(QUOTED PASSAGE)
The University of Georgia plans to spend millions upgrading and expanding its high-performance computing resources to support hiring 50 new faculty skilled in artificial intelligence and data science.
UGA’s Enterprise Information Technology Services announced Wednesday the university is investing more than $2.3 million over the next year into the Georgia Advanced Computing Resource Center. But building out the high-performance computing system to support researchers isn’t as simple as just adding more hardware, Chief Information Officer Timothy Chester told EdScoop.
Though a portion of the money is planned to build that technical capacity and address a “dramatic” need for more storage, Chester said accommodating new researchers and encouraging existing faculty to take advantage of resources is rooted in communication. Faculty require specific software or hardware to run their projects, he said, and they also need training and support for their research teams and postdoctoral students.
Chester’s office oversees the high-performance computing system and is contributing $350,000 to the center. As the university interviewed the new faculty as part of a “Presidential Hiring Initiative,” members of Chester’s team discussed with potential hires how high-performance computing could support their work, he said.
“We run a very large cluster and some of some of the work by our faculty and our new potential faculty are best served on that large cluster,” Chester said. “Some of them basically, frankly, just need high performance workstations on their desk. That’s all they need and we’ll try to match them up with the services that best fit.”
About 25 of those faculty started last week, he said, and UGA plans to hire the remaining 25 next year. The effort is interdisciplinary, focusing on researchers who can apply data science and AI in areas like modeling infectious diseases or transportation engineering.

(EXERCISE GOAL)
According to the article on UGA's computing investment, how much is Chester's office contributing to the Georgia Advanced Computing Resource Center? The material that comes next is drawn from a different source.

(DATASET EXTRACT)
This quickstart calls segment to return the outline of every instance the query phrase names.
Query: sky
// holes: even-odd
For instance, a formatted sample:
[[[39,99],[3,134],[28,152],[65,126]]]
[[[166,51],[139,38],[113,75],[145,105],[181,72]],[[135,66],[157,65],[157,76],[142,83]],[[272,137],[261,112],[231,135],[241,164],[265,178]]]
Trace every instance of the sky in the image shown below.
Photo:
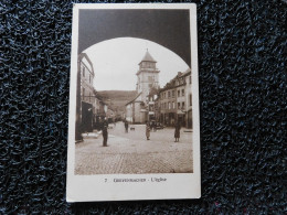
[[[83,51],[94,66],[95,89],[136,90],[138,64],[147,49],[157,61],[160,87],[163,87],[178,72],[185,72],[189,68],[179,55],[155,42],[134,37],[107,40]]]

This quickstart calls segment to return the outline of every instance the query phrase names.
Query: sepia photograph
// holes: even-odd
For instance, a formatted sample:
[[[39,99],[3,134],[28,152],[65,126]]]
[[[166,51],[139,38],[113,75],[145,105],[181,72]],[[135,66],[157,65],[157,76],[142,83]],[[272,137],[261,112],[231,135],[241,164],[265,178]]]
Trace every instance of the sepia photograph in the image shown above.
[[[196,175],[200,184],[192,18],[195,4],[74,4],[67,195],[76,193],[71,178],[99,180],[95,190],[107,186],[110,196],[119,182],[145,190]],[[87,196],[78,201],[114,200]]]

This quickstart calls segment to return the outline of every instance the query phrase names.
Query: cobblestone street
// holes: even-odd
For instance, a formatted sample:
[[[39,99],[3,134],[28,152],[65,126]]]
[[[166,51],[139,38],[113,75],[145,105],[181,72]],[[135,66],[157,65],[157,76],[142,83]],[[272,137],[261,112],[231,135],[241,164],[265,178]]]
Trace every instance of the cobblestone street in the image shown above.
[[[114,126],[114,125],[111,125]],[[174,129],[164,128],[150,132],[146,126],[135,125],[125,132],[117,122],[108,130],[108,147],[103,137],[85,139],[75,147],[75,174],[146,174],[193,172],[192,132],[181,129],[180,142],[174,142]]]

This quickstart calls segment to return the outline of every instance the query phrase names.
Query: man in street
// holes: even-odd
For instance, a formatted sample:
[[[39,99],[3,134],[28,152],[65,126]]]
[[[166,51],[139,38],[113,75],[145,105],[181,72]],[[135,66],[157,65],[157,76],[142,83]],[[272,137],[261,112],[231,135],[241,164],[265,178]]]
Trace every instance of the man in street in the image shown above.
[[[128,121],[125,120],[125,128],[126,128],[126,133],[128,132]]]
[[[107,138],[108,138],[108,122],[107,122],[107,118],[105,118],[104,122],[103,122],[103,147],[107,147]]]

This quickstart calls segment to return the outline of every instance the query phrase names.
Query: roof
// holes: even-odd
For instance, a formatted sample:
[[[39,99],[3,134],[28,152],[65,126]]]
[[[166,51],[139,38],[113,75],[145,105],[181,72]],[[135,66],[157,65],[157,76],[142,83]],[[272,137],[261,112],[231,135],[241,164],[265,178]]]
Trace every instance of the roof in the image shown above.
[[[155,61],[153,57],[149,54],[149,51],[146,52],[146,55],[144,56],[141,62],[155,62],[155,63],[157,63],[157,61]]]
[[[139,94],[137,94],[137,96],[136,96],[135,98],[132,98],[130,101],[128,101],[128,103],[126,104],[126,106],[127,106],[128,104],[134,103],[140,95],[141,95],[141,92],[140,92]]]

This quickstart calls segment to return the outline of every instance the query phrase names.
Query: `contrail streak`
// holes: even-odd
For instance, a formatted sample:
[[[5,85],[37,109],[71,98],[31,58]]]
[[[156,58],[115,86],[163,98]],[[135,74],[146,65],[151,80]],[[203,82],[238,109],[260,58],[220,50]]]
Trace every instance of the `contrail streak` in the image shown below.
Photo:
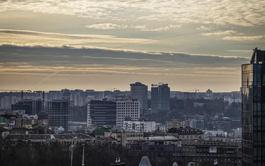
[[[211,31],[218,31],[218,30],[227,30],[227,29],[232,29],[232,28],[233,28],[233,27],[230,27],[230,28],[223,28],[223,29],[217,29],[213,30],[208,30],[208,31],[201,31],[201,32],[193,32],[193,33],[186,33],[186,34],[179,34],[179,35],[174,35],[174,36],[168,36],[168,37],[161,37],[161,38],[158,38],[157,39],[151,39],[151,40],[146,40],[146,41],[143,41],[143,42],[137,42],[137,43],[132,43],[132,44],[127,44],[127,45],[123,45],[123,46],[119,46],[119,47],[115,47],[115,48],[112,48],[112,49],[108,49],[108,50],[105,50],[105,51],[101,51],[101,52],[98,52],[98,53],[94,53],[94,54],[93,54],[91,55],[90,56],[93,56],[95,55],[97,55],[97,54],[100,54],[100,53],[103,53],[103,52],[107,52],[107,51],[111,51],[111,50],[114,50],[114,49],[119,49],[119,48],[121,48],[121,47],[126,47],[126,46],[131,46],[131,45],[134,45],[134,44],[140,44],[140,43],[145,43],[145,42],[151,42],[151,41],[154,41],[154,40],[159,40],[159,39],[166,39],[166,38],[171,38],[171,37],[178,37],[178,36],[184,36],[184,35],[189,35],[189,34],[197,34],[197,33],[203,33],[203,32],[211,32]],[[43,82],[44,81],[45,81],[45,80],[46,80],[46,79],[48,79],[48,78],[50,78],[50,77],[51,77],[53,75],[54,75],[55,74],[56,74],[56,73],[58,73],[58,72],[59,72],[60,71],[61,71],[61,70],[64,70],[65,69],[65,68],[67,68],[67,67],[69,67],[69,66],[70,66],[70,65],[68,65],[68,66],[66,66],[66,67],[65,67],[63,68],[62,69],[60,69],[60,70],[58,70],[58,71],[57,71],[55,72],[54,72],[54,73],[52,74],[51,74],[51,75],[49,75],[49,76],[48,76],[48,77],[46,77],[46,78],[44,78],[44,79],[43,79],[43,80],[42,80],[42,81],[41,81],[40,82],[39,82],[38,83],[38,84],[37,84],[37,85],[36,85],[36,87],[35,87],[35,89],[37,89],[37,87],[38,87],[38,85],[39,85],[40,84],[40,83],[41,83],[42,82]]]

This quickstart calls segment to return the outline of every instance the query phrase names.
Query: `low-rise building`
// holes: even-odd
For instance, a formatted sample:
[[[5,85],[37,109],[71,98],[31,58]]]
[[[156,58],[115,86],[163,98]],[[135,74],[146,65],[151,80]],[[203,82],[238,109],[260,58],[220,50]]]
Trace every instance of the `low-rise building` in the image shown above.
[[[126,143],[133,140],[143,140],[144,132],[126,132],[122,130],[120,131],[106,132],[104,133],[104,137],[112,137],[117,140],[118,144],[126,146]]]
[[[185,122],[181,121],[178,119],[172,119],[170,121],[166,121],[165,123],[166,132],[168,131],[169,129],[185,127]]]
[[[135,132],[154,132],[156,130],[156,121],[140,120],[126,120],[123,121],[123,129]]]
[[[195,162],[213,164],[217,160],[222,165],[241,165],[242,152],[237,142],[205,140],[183,141],[181,148],[183,158]]]
[[[183,140],[202,139],[204,133],[202,130],[195,128],[172,128],[168,130],[168,133],[175,135]]]

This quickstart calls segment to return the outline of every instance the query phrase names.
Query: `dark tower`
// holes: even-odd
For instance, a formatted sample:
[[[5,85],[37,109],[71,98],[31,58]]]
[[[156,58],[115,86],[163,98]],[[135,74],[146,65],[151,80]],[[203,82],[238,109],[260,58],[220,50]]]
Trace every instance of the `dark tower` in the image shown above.
[[[265,51],[242,65],[242,165],[265,163]]]

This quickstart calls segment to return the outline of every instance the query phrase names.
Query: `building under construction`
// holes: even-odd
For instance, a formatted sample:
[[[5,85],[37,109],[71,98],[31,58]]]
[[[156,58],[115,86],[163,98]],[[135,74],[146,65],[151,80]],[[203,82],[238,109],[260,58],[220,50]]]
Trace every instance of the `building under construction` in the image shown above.
[[[73,130],[73,102],[54,100],[46,102],[46,113],[48,114],[50,125],[62,127],[66,131]]]

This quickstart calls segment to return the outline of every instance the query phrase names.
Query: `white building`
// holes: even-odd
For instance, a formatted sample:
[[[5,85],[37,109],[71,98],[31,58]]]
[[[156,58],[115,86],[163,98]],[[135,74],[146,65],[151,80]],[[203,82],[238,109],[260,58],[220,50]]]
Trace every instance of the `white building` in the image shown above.
[[[235,96],[225,96],[224,97],[224,101],[227,101],[231,104],[233,103],[242,103],[242,98]]]
[[[147,120],[124,120],[123,129],[132,130],[136,132],[154,132],[156,130],[156,121]]]
[[[225,135],[225,132],[223,130],[202,130],[202,132],[204,133],[204,137],[211,136],[223,136]]]
[[[91,103],[99,104],[93,104],[92,105],[88,104],[88,127],[94,124],[93,122],[96,121],[106,122],[106,120],[110,122],[115,120],[116,122],[115,124],[113,124],[112,125],[105,124],[106,125],[114,125],[122,127],[123,126],[123,121],[125,120],[125,117],[130,118],[133,120],[138,120],[140,118],[139,103],[136,99],[132,100],[126,98],[119,100],[103,101],[98,102],[95,101],[91,101]],[[114,110],[113,107],[114,105],[116,105],[116,110]],[[114,110],[116,111],[115,113],[113,112]],[[110,113],[110,113],[110,111],[111,112],[112,114],[111,115],[110,114]],[[115,115],[115,119],[114,116],[113,116],[114,115]],[[100,122],[101,124],[103,124],[103,123]]]
[[[235,130],[235,136],[241,138],[242,137],[242,128],[238,128]]]

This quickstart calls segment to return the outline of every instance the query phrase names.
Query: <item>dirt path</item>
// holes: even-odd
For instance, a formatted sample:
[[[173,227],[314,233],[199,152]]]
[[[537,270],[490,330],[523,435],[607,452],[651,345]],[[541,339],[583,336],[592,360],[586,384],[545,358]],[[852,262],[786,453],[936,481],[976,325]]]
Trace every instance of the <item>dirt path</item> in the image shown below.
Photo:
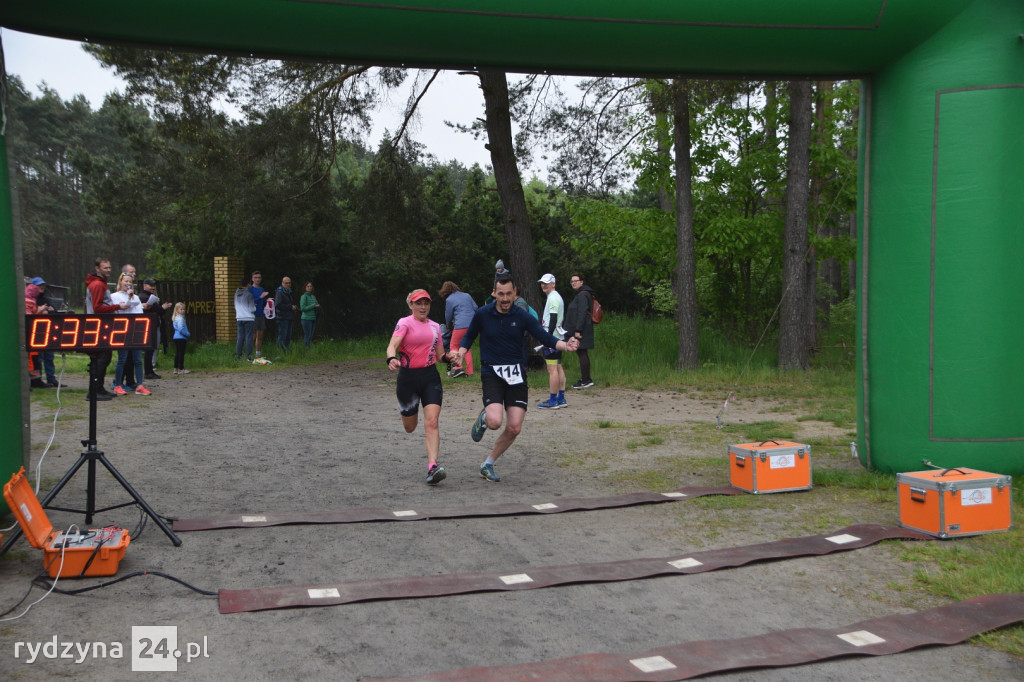
[[[422,431],[407,435],[394,401],[394,375],[380,363],[171,377],[152,397],[100,403],[98,445],[159,513],[179,518],[230,512],[415,508],[497,502],[536,504],[557,497],[634,492],[641,464],[664,464],[675,485],[728,483],[724,444],[741,426],[774,421],[798,437],[846,437],[835,427],[795,421],[785,406],[736,399],[715,428],[721,402],[682,393],[596,388],[556,412],[530,410],[524,432],[499,463],[501,483],[477,474],[494,442],[469,438],[479,411],[473,379],[445,388],[441,460],[449,478],[423,482]],[[84,388],[84,377],[66,383]],[[534,391],[536,399],[543,396]],[[69,394],[44,489],[78,459],[86,403]],[[52,415],[33,415],[38,454]],[[33,467],[35,460],[33,461]],[[815,466],[856,467],[849,454]],[[57,502],[84,505],[80,473]],[[99,476],[97,504],[126,499]],[[120,574],[162,571],[197,587],[246,589],[367,578],[504,570],[660,557],[825,532],[859,522],[895,524],[896,504],[865,498],[838,508],[824,488],[748,496],[746,504],[678,502],[629,509],[431,520],[286,526],[181,534],[175,548],[150,523],[132,541]],[[56,504],[56,503],[55,503]],[[56,526],[83,515],[52,511]],[[134,528],[131,508],[99,514],[93,526]],[[41,554],[19,543],[0,561],[0,608],[22,598]],[[24,617],[0,625],[6,679],[128,679],[132,626],[176,626],[178,646],[206,642],[206,657],[178,671],[189,679],[339,679],[408,676],[454,668],[527,663],[587,652],[641,652],[678,642],[745,637],[798,627],[839,627],[928,605],[893,586],[909,583],[897,543],[811,559],[685,578],[581,585],[519,593],[382,601],[327,608],[221,615],[215,598],[156,577],[81,596],[54,594]],[[88,584],[93,584],[89,581]],[[78,587],[72,581],[63,587]],[[32,600],[41,592],[36,590]],[[19,612],[18,611],[15,612]],[[122,644],[123,658],[29,663],[18,642]],[[20,652],[15,657],[15,650]],[[721,676],[745,680],[1022,679],[1024,665],[976,646],[798,669]]]

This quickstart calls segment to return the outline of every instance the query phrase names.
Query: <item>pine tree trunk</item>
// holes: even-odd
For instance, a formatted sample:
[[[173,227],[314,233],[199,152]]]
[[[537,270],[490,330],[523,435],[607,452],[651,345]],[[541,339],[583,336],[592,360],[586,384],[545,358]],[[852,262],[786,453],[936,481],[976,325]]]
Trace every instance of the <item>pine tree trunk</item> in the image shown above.
[[[680,370],[700,367],[697,352],[697,290],[693,242],[693,190],[690,166],[690,94],[685,80],[673,83],[673,129],[676,143],[676,321],[679,324]]]
[[[807,201],[810,194],[811,84],[790,84],[790,145],[786,153],[785,233],[782,239],[782,305],[779,313],[778,367],[810,365],[807,324]]]
[[[509,86],[503,71],[480,70],[480,88],[487,127],[487,151],[495,170],[498,197],[502,202],[505,235],[509,242],[509,269],[519,295],[537,310],[544,309],[537,284],[534,239],[526,213],[526,198],[512,144],[512,117],[509,114]],[[492,254],[494,255],[494,254]],[[499,256],[495,256],[497,260]]]

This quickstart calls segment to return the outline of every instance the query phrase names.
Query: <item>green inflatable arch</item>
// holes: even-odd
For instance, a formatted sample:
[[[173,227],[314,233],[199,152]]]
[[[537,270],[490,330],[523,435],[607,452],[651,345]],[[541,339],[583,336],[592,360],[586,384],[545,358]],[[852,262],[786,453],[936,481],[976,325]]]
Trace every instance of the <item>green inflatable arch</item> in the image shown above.
[[[9,0],[0,25],[410,67],[863,78],[858,457],[1024,473],[1021,0]],[[19,294],[0,194],[4,290]],[[0,308],[4,480],[28,421],[14,294]]]

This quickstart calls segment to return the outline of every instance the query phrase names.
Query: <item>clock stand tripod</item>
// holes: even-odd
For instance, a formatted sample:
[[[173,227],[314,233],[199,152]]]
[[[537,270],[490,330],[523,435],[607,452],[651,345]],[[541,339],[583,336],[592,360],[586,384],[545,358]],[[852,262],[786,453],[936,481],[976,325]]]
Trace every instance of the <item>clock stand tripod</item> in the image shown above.
[[[142,496],[136,493],[135,488],[131,486],[131,483],[129,483],[128,480],[123,475],[121,475],[121,472],[118,471],[113,464],[111,464],[110,460],[106,459],[106,456],[103,455],[102,452],[96,450],[96,388],[97,384],[99,384],[100,381],[95,381],[94,378],[92,377],[92,373],[90,372],[89,437],[82,441],[82,444],[85,446],[85,451],[81,455],[79,455],[78,462],[72,465],[71,469],[68,470],[68,473],[66,473],[63,477],[60,479],[60,481],[53,486],[53,489],[51,489],[49,493],[46,494],[46,497],[43,498],[41,504],[44,508],[46,508],[46,506],[50,503],[50,501],[52,501],[53,498],[57,496],[60,489],[68,484],[68,481],[70,481],[75,476],[75,474],[78,473],[79,469],[82,468],[82,465],[87,464],[88,467],[86,471],[88,477],[87,477],[86,493],[85,493],[85,509],[84,510],[67,509],[65,507],[49,507],[49,509],[56,509],[58,511],[67,511],[74,513],[84,513],[85,524],[89,525],[92,523],[92,515],[97,512],[110,511],[112,509],[120,509],[121,507],[127,507],[131,504],[137,504],[139,507],[141,507],[142,511],[144,511],[150,516],[150,518],[152,518],[157,523],[157,525],[160,526],[160,529],[164,531],[164,535],[166,535],[171,540],[172,543],[174,543],[174,546],[180,547],[181,539],[178,538],[176,535],[174,535],[174,531],[171,530],[171,528],[164,522],[164,519],[162,519],[157,514],[157,512],[153,511],[153,508],[150,507],[148,504],[146,504],[145,500],[142,499]],[[128,495],[131,496],[134,502],[125,502],[120,505],[113,505],[111,507],[103,507],[102,509],[96,509],[96,462],[99,462],[100,464],[103,465],[103,467],[106,468],[106,470],[111,473],[111,475],[114,476],[114,478],[118,481],[118,483],[121,484],[121,487],[123,487],[128,493]],[[22,536],[20,527],[15,528],[11,532],[10,538],[8,538],[6,542],[4,542],[3,546],[0,547],[0,554],[6,552],[7,549],[20,536]]]

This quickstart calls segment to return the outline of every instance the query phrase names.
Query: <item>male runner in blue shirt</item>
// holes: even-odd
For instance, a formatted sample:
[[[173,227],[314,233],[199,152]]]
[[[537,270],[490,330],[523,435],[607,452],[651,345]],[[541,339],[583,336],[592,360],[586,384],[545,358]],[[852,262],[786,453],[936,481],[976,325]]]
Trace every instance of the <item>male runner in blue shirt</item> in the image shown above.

(ANSWER SPACE)
$350,000.